··· EXCERPTED PASSAGE

All-American linebacker Brian Bosworth of Oklahoma, whose punk haircut, earring and outrageous comments made him a national celebrity, has been barred from playing in the Orange Bowl because traces of anabolic steroids were found in his system.
Two of Bosworth's Oklahoma teammates, offensive guard Gary Bennett and defensive tackle David Shoemaker, both non-starters, also were declared ineligible by the National Collegiate Athletic Assn. for the same reason, a university spokesman, Mike Treps, said Thursday.
The three tested positive in urinalyses that the NCAA ordered to be given this year for the first time for players participating in bowl games.
Earlier this week, the NCAA declared Jeff Bregel, USC's two-time All American offensive guard, ineligible for the Citrus Bowl after he tested positive for steroid use.
Also, Arkansas outside linebacker David Dudley will not play in the Orange Bowl for the same reason.
Word of Oklahoma's involvement came as the third-ranked Sooners arrived in Miami, where they will play Arkansas on New Year's night.
The three Sooners named by the NCAA did not accompany the team.
Oklahoma Coach Barry Switzer said he knew Bosworth had taken steroids and had warned him about the new NCAA rule barring their use.
"I talked to him in January about the new rule," Switzer said at a Miami airport news conference. "I knew they took steroids to be bigger and stronger.
"They knew they would be tested at the bowl site. They knew what the repercussions would be. They knew that they would be ineligible."
Bosworth's father, through a family spokesman, said his son told him he had not taken steroids since last March.
"What happened was that Brian was in the university hospital earlier this month with a stomach disorder," Foster Bosworth was quoted as saying. "He was dehydrated, and the medication he took must have brought out the fact he had taken steroids months ago. Brian was told that steroids can show up a year after it is taken."

······
··· DATA SUPPLIED

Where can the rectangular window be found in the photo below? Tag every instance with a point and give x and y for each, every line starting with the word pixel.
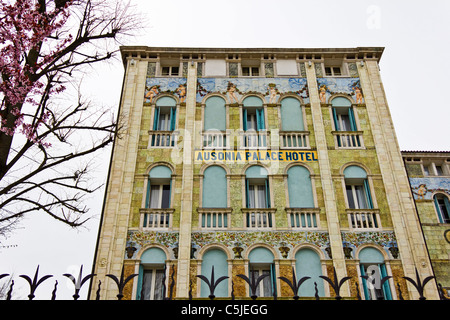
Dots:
pixel 250 71
pixel 160 196
pixel 170 71
pixel 152 284
pixel 333 71
pixel 265 286
pixel 356 197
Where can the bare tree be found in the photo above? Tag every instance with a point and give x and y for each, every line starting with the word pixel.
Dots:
pixel 47 145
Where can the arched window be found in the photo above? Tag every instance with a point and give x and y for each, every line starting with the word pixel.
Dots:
pixel 359 198
pixel 344 118
pixel 262 263
pixel 164 119
pixel 253 123
pixel 357 188
pixel 345 123
pixel 214 196
pixel 372 264
pixel 218 259
pixel 159 188
pixel 442 205
pixel 215 114
pixel 151 275
pixel 300 188
pixel 257 187
pixel 291 115
pixel 307 264
pixel 253 114
pixel 214 187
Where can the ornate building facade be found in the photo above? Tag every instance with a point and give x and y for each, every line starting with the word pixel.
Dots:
pixel 429 176
pixel 258 162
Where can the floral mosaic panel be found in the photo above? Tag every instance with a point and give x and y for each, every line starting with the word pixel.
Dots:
pixel 346 86
pixel 156 86
pixel 235 88
pixel 383 239
pixel 423 188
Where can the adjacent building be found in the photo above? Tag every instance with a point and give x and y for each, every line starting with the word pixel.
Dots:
pixel 429 176
pixel 258 162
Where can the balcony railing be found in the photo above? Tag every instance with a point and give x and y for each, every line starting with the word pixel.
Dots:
pixel 303 218
pixel 215 140
pixel 348 139
pixel 294 139
pixel 254 139
pixel 214 218
pixel 156 218
pixel 259 218
pixel 364 218
pixel 162 139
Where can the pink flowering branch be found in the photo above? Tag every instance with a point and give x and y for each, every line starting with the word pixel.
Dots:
pixel 44 44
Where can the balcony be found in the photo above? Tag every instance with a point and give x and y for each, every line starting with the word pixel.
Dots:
pixel 364 219
pixel 254 139
pixel 348 139
pixel 156 219
pixel 294 139
pixel 214 218
pixel 259 218
pixel 162 139
pixel 215 140
pixel 303 218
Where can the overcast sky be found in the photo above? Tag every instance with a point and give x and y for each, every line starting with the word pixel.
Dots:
pixel 414 70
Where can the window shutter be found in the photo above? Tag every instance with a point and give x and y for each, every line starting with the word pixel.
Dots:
pixel 267 193
pixel 447 206
pixel 386 287
pixel 368 195
pixel 260 119
pixel 336 122
pixel 247 191
pixel 156 119
pixel 147 200
pixel 441 218
pixel 364 282
pixel 351 117
pixel 244 118
pixel 273 278
pixel 139 286
pixel 173 112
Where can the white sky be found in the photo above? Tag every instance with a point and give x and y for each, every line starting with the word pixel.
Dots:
pixel 414 70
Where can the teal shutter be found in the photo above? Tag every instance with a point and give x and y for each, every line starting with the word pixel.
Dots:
pixel 364 282
pixel 260 119
pixel 267 194
pixel 447 206
pixel 386 287
pixel 170 192
pixel 173 112
pixel 368 195
pixel 351 117
pixel 156 119
pixel 139 286
pixel 273 278
pixel 244 120
pixel 336 122
pixel 147 199
pixel 155 124
pixel 441 218
pixel 336 126
pixel 247 191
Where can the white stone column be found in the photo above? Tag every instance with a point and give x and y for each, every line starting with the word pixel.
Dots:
pixel 411 244
pixel 334 229
pixel 184 243
pixel 114 225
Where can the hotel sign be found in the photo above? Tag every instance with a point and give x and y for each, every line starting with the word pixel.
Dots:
pixel 243 156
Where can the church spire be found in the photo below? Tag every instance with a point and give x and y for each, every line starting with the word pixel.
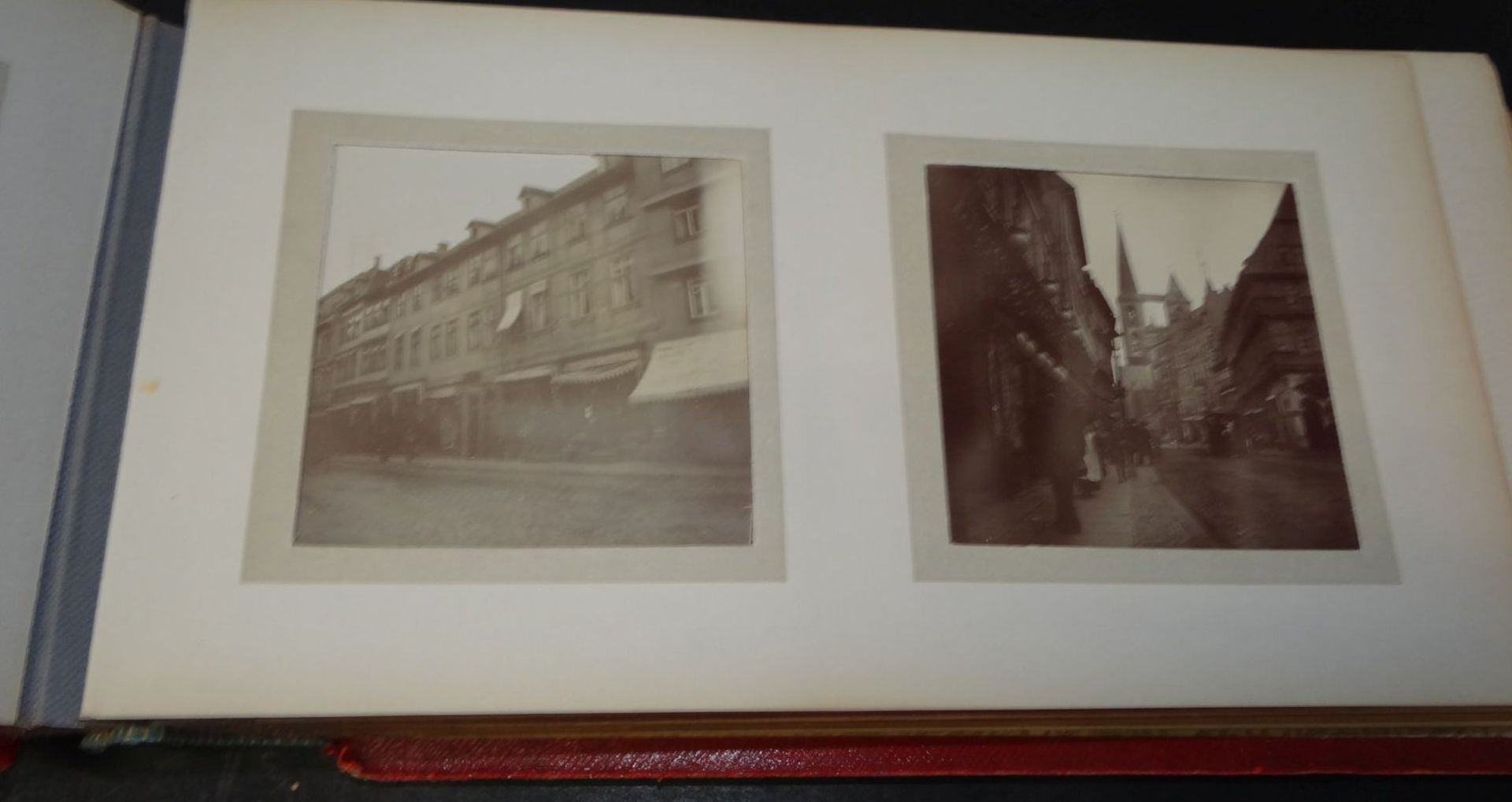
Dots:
pixel 1127 286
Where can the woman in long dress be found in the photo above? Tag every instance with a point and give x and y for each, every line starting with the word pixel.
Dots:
pixel 1089 456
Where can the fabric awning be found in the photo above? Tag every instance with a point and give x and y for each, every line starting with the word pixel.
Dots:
pixel 695 366
pixel 525 374
pixel 513 303
pixel 598 373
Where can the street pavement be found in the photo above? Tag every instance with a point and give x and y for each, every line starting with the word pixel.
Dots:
pixel 1265 501
pixel 481 503
pixel 1188 499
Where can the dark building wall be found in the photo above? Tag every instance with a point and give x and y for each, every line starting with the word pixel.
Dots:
pixel 1270 345
pixel 1024 338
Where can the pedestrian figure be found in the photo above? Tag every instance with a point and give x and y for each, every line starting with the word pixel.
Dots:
pixel 383 432
pixel 1092 463
pixel 1112 447
pixel 1060 447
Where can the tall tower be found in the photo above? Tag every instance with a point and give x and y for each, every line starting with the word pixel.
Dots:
pixel 1132 307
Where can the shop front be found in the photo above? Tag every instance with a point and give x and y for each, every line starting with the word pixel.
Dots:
pixel 696 400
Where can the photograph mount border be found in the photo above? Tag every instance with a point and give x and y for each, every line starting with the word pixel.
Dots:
pixel 936 557
pixel 271 555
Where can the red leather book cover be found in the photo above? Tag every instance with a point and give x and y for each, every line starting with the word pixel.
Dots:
pixel 846 757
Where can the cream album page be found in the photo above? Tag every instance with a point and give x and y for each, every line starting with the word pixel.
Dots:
pixel 504 361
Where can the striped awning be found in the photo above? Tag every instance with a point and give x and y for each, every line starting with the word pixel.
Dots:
pixel 695 366
pixel 525 374
pixel 598 373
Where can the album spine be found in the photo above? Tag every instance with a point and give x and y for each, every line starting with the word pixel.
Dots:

······

> TASK INSTRUCTIONS:
A - Using the Bosworth article, answer yes or no to each statement and quote the words that decide it: (i) Bennett and Shoemaker were both starters for Oklahoma. (ii) This was the first year the NCAA ordered urinalyses for players in bowl games. (iii) Switzer said he spoke to Bosworth about the new rule in January.
B - Resume the Bosworth article after its final sentence.
The items aren't needed for anything here.

> ANSWERS BELOW:
A -
(i) No: "both non-starters"
(ii) Yes: "that the NCAA ordered to be given this year for the first time for players participating in bowl games"
(iii) Yes: "I talked to him in January about the new rule"

B -
The elder Bosworth said his son, a fourth-year junior who was with his family in the Dallas area for Christmas, would go to Miami and give his side of the story. There was no indication of how the incident might affect Boswell's decision on whether or not to turn professional next season.
Switzer said the three players had two urine tests and turned up positive for steroids both times. The tests were conducted by the UCLA Medical Center.
The coach said he had known two days ago that Bosworth and the others would not be allowed to play.
"It's a shame for a player of that caliber to miss out on the game," Switzer said. "But the rule is the rule, and Oklahoma intends to abide by it."
Switzer said his players told him it had been several months since they took steroids, adding, "I believe the athletes."
The coach said he suspected some players might have used steroids but was unaware of any specific use and "certainly not during the football season."
"I certainly rather it be steroids than cocaine or marijuana," Switzer said.
Oklahoma has been giving drug tests to its players since the preseason. Bosworth, who recently won the Butkus Award as the top linebacker in college football, has been outspoken in his support for the testing program.
"I have a little bit of a strange image and people think, 'Hey, he's a football player, acting like that, he has to be on something,' " he said in an interview earlier this year. "I am here to prove you can be different and still be straight."
A Stanford offensive tackle, John Zentner, is another player suspended from a bowl, in this case the Gator Bowl, because he tested positive for steroid use.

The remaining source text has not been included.